Problem description:
Return every line from the records below in which the word "black" is found.
---*---
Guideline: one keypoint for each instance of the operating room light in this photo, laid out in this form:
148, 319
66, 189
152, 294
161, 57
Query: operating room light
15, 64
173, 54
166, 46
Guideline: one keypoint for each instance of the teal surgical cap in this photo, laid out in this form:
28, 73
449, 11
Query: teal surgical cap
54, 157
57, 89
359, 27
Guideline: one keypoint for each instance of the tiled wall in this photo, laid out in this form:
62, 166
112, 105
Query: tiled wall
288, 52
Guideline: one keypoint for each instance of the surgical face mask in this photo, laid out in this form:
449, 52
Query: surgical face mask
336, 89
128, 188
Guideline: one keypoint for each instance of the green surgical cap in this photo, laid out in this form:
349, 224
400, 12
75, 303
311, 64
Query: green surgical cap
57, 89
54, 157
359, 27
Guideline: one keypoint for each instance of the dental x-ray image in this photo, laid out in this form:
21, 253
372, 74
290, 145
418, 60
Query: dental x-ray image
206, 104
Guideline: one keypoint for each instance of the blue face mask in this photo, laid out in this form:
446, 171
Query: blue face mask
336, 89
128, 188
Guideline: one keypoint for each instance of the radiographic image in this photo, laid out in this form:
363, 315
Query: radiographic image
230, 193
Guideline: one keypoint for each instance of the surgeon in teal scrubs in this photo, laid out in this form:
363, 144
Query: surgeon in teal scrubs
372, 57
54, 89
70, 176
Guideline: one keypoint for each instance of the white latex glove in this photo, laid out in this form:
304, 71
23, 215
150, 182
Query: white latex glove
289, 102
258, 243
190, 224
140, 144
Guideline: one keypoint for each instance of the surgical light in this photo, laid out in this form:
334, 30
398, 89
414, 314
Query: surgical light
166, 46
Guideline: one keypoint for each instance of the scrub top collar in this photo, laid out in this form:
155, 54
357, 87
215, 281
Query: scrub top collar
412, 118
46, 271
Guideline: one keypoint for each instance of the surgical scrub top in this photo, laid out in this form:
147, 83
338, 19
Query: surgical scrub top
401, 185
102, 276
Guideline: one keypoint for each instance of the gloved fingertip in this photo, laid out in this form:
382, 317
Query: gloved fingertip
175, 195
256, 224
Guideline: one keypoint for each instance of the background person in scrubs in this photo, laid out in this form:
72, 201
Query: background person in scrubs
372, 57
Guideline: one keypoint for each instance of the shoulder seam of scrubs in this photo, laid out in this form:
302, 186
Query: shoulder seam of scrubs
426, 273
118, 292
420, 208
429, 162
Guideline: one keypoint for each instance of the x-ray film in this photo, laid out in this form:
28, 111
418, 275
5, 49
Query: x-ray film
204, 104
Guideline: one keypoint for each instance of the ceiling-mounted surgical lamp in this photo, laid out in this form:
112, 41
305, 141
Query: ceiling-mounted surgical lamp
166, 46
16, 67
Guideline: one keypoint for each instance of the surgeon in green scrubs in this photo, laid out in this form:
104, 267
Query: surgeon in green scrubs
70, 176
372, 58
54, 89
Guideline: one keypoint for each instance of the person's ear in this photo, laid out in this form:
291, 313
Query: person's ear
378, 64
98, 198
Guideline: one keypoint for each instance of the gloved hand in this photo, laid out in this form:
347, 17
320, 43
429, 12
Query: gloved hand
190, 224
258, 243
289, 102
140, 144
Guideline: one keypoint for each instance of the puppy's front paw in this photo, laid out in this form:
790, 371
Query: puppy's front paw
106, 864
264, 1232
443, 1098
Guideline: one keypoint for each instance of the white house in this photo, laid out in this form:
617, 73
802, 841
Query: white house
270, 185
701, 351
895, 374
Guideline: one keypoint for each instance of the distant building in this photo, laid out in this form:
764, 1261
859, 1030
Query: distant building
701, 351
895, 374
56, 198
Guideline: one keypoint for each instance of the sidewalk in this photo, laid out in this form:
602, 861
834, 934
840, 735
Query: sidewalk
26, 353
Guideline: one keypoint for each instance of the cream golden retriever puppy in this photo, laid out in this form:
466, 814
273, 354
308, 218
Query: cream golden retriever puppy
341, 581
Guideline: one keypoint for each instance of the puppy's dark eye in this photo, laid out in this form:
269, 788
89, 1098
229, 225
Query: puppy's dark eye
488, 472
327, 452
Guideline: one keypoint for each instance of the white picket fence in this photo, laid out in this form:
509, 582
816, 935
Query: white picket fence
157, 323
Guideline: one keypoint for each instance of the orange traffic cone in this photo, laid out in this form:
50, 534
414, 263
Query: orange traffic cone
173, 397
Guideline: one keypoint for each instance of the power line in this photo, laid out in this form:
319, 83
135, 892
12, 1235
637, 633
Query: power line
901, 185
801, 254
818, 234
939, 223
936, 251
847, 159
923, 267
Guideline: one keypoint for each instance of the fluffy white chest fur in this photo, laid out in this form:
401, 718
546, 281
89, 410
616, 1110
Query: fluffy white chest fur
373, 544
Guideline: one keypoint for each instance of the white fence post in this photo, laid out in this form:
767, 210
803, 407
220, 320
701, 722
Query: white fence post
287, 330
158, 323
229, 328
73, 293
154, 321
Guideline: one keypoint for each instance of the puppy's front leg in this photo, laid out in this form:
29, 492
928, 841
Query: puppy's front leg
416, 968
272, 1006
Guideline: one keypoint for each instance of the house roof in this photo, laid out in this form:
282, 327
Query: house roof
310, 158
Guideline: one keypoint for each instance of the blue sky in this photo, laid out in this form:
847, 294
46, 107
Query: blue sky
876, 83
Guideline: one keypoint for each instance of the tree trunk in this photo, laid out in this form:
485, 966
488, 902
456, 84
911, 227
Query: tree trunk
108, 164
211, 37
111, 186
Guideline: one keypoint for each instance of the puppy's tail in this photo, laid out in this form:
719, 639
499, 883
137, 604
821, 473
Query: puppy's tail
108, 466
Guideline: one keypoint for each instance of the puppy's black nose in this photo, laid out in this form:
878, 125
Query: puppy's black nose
---*---
Result of this task:
Guideline: one keypoint for each instance of the puppy's black nose in this photo, laid out in this form:
Query: puppy's black nose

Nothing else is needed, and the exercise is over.